→ **Questions to answer**:
[A] According to the passage about Mr. Baitch, what was he given as a bar mitzvah present?
[B] Decide whether each statement agrees with the passage about Mr. Baitch: (i) Mr. Baitch graduated from Forest Park High School in 1942. (ii) John Baxter accompanied Mr. Baitch on drums. (iii) Mr. Baitch began earning the nickname "Madman" at the Silver Dollar.

→ **Given passage**:
^^^^^^^^^^^^^^^^

During his 70 years in the local entertainment scene, Mr. Baitch was a fixture at nightclubs, where his onstage antics earned him the nickname "Madman." He headed the house band for WJZ-TV's "The Buddy Deane Show" in the 1950s and 1960s.
"We played everywhere, from The Block to the French Embassy in Washington," said John Baxter, a piano player who worked alongside Mr. Baitch for 42 years. "He had friends everywhere, but in front of an audience, he was Baltimore's version of Don Rickles."
Born Abraham Baitch in Baltimore, he was the son of Russian immigrant Philip and Bessie Baitch. He grew up above his parents' grocery store at 114 N. Pine St. He received a saxophone as a bar mitzvah present. In a 2005 Baltimore Sun column, he recalled hearing musician Vido Musso playing saxophone on Benny Goodman's big number, "Sing, Sing, Sing."
Mr. Baitch said, "I want to do that."
Family members said his brother-in-law, Mack Kravetz, a professional musician, taught him to play the sax.
"Al was an all-time great. He held his own with anybody," said Danny Sapanero of Bishopville, who accompanied him on drums.
Mr. Baitch graduated from Forest Park High School in 1942. At that time, he was playing local clubs, including the old Silver Dollar on Fremont Avenue. During World War II, he served in the merchant marine. He recalled sailing on a Liberty ship delivering supplies to the Soviet Union. He twice sailed to the port of Murmansk, a destination imperiled by bad winter weather and the threat of German submarine attack.
After returning to Baltimore, Mr. Baitch played at Chick's Bar, at Baltimore and Greene streets. There he began earning the nickname "Madman."
"It fit. The way I used to walk the bar playing the saxophone, and lying on my back. I was a showman. You had to be. So I became 'Madman,' " he said in the 2005 Sun column.
In the era when Baltimore had numerous competing nightspots, Mr. Baitch established his reputation. He accompanied singers Sarah Vaughan and Bill Haley and played alongside George Shearing on visits to Baltimore. He also played on "moonlight cruises" during the summer months on Chesapeake Bay excursion boats.

^^^^^^^^^^^^^^^^

(Items listed in a dataset)

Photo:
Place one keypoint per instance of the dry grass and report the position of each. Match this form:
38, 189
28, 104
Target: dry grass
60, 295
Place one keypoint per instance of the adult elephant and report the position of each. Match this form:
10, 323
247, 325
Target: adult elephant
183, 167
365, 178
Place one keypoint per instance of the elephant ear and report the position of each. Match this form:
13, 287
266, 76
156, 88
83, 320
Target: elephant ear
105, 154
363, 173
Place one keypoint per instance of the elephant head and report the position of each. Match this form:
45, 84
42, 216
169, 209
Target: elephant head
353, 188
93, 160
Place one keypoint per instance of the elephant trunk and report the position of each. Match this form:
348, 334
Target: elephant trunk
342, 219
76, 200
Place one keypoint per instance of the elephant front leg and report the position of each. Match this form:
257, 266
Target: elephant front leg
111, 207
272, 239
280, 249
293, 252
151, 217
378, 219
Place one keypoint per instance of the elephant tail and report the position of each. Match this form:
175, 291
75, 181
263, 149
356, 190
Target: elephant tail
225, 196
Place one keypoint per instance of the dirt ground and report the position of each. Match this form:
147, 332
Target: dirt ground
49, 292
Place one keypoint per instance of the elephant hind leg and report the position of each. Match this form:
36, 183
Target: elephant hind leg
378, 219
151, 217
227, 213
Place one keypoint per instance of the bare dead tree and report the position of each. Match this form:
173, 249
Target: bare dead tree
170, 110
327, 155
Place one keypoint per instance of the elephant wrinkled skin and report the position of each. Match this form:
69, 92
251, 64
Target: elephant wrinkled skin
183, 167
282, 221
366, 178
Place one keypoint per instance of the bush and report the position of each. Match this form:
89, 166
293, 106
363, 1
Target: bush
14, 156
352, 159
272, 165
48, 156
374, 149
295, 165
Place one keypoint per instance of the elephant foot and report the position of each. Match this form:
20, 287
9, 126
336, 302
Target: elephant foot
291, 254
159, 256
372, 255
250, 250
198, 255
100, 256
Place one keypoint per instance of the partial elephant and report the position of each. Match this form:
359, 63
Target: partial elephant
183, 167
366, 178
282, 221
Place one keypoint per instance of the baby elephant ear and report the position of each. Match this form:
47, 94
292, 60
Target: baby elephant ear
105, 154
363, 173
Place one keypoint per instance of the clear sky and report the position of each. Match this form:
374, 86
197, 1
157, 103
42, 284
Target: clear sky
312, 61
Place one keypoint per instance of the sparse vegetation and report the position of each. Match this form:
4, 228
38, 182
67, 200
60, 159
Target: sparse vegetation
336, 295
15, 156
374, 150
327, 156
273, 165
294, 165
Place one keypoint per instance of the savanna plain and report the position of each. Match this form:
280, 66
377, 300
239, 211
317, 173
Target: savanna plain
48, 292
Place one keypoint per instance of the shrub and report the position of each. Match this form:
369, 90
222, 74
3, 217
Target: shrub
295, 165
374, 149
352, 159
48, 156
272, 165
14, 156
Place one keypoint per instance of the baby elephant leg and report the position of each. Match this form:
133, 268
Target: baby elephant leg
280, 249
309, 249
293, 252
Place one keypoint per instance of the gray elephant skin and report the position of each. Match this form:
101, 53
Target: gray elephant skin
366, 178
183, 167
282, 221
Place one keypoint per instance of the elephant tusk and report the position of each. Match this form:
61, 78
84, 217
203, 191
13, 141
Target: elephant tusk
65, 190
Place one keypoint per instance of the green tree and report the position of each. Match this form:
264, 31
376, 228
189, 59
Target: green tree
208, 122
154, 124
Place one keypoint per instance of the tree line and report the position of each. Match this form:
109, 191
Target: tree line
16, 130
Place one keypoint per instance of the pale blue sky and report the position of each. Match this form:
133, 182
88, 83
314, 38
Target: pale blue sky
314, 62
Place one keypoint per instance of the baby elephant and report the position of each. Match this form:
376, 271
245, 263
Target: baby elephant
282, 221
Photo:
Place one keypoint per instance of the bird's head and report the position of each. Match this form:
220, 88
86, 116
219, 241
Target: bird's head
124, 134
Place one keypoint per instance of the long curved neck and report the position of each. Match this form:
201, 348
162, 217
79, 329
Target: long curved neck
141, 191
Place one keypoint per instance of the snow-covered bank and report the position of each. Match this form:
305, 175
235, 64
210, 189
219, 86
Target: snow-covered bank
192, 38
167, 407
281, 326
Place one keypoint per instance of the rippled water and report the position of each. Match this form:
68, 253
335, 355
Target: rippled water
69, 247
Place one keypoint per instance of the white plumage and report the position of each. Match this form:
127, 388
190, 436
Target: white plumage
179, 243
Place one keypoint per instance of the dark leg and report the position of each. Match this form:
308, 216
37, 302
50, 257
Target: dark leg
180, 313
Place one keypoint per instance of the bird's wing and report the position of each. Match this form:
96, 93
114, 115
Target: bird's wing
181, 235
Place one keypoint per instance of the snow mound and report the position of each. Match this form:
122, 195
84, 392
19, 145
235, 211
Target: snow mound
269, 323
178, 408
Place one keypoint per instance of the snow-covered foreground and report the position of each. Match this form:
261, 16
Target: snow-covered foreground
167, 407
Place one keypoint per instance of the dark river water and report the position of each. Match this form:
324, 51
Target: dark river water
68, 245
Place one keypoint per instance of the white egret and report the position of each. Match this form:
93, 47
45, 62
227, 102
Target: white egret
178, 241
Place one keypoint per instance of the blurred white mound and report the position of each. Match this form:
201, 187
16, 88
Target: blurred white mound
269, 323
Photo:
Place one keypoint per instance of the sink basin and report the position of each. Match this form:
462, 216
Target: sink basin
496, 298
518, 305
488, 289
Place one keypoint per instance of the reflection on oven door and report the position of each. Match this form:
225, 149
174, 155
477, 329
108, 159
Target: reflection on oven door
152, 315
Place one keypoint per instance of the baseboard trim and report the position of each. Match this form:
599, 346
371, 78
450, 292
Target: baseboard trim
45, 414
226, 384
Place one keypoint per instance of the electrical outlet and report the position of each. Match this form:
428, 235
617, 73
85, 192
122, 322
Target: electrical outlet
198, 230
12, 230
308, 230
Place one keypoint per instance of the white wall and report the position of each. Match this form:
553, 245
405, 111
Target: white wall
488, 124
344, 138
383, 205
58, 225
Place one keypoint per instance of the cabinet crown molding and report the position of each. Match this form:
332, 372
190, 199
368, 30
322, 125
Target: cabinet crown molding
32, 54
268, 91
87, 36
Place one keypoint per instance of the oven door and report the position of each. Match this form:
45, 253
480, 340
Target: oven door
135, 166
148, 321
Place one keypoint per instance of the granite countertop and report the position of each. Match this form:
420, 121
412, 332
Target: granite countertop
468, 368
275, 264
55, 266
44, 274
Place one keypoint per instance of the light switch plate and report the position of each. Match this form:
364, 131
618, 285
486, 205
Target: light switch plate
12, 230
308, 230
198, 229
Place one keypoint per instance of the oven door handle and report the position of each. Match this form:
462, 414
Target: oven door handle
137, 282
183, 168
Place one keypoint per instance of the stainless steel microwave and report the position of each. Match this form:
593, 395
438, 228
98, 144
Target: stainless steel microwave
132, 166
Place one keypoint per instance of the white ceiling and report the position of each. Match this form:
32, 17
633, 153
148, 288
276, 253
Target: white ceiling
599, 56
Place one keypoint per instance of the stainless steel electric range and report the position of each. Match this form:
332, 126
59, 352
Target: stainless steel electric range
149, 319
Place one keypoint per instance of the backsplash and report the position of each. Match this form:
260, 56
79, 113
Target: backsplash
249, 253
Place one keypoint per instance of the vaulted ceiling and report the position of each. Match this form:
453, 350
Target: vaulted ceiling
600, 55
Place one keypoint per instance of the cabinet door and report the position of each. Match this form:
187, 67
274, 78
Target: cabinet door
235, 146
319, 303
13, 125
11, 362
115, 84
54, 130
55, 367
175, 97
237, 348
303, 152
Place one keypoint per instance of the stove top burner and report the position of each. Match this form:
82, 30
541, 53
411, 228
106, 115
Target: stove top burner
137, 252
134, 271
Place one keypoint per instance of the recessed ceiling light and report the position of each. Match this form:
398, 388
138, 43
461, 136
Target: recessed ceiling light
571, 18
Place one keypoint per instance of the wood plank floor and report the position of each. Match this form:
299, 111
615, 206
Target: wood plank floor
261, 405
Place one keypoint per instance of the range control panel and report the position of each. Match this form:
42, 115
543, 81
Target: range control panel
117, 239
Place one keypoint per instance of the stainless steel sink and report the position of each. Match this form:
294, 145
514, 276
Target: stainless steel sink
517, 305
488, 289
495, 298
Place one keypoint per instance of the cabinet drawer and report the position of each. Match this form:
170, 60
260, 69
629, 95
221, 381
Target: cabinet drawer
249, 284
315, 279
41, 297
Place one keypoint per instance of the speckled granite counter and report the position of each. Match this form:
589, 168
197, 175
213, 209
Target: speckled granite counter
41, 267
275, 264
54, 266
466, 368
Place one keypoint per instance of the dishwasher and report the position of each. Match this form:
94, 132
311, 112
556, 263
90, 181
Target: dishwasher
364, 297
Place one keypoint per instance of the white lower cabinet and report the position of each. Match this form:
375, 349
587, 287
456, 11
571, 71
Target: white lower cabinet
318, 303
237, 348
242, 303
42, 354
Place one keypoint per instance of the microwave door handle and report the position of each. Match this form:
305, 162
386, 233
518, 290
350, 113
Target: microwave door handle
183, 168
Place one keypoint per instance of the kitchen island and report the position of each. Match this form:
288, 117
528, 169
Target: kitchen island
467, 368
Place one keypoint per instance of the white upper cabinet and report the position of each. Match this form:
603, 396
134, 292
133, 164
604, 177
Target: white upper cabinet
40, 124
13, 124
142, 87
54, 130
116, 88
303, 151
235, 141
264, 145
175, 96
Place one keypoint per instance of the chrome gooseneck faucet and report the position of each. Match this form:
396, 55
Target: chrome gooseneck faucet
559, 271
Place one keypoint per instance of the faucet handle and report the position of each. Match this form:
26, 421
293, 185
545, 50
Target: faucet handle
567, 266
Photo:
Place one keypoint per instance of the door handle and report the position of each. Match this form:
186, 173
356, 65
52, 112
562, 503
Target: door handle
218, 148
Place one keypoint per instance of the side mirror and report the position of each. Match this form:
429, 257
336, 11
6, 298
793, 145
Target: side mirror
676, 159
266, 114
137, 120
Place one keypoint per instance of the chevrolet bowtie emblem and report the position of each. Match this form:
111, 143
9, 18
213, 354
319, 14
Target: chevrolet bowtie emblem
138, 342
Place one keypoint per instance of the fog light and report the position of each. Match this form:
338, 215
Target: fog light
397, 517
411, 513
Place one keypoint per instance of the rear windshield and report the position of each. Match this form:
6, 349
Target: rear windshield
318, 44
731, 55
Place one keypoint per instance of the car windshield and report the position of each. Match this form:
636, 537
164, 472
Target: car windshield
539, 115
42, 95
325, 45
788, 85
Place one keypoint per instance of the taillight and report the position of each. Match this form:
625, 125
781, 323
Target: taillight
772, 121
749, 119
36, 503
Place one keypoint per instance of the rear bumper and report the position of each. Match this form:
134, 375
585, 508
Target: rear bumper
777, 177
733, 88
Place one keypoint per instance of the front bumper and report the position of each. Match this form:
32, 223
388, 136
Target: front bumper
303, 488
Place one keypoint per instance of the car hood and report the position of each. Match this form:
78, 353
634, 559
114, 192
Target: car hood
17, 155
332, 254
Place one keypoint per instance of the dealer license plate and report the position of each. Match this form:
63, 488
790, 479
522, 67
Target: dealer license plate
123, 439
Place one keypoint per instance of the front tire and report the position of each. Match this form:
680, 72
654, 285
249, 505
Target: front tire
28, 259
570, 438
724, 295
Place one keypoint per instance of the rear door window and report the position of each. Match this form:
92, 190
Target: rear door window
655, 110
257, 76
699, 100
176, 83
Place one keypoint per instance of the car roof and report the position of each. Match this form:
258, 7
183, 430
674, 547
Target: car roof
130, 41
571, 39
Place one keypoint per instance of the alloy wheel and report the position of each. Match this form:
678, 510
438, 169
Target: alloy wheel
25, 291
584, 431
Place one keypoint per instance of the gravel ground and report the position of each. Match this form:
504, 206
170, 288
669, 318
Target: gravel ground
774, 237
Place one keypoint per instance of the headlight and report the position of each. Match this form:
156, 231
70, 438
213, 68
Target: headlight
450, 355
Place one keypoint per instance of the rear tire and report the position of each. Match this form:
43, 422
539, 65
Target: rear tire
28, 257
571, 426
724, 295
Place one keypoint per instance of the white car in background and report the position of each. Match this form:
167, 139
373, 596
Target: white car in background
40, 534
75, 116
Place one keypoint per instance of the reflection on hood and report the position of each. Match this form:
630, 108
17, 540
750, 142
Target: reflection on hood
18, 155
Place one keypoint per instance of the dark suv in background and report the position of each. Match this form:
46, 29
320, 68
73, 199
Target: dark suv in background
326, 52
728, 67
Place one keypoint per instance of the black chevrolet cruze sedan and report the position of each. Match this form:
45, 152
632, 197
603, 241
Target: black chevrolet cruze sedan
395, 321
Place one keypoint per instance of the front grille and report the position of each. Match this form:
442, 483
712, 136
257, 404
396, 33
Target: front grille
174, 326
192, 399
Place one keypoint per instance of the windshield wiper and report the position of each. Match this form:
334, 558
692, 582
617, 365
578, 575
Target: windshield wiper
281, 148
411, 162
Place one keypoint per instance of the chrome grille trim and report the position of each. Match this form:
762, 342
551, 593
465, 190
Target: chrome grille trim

^^^^^^^^^^^^^^^^

→ **Expected results**:
[A] A saxophone.

[B]
(i) Yes: "Mr. Baitch graduated from Forest Park High School in 1942."
(ii) No: "John Baxter, a piano player who worked alongside Mr. Baitch for 42 years"
(iii) No: "Mr. Baitch played at Chick's Bar, at Baltimore and Greene streets. There he began earning the nickname"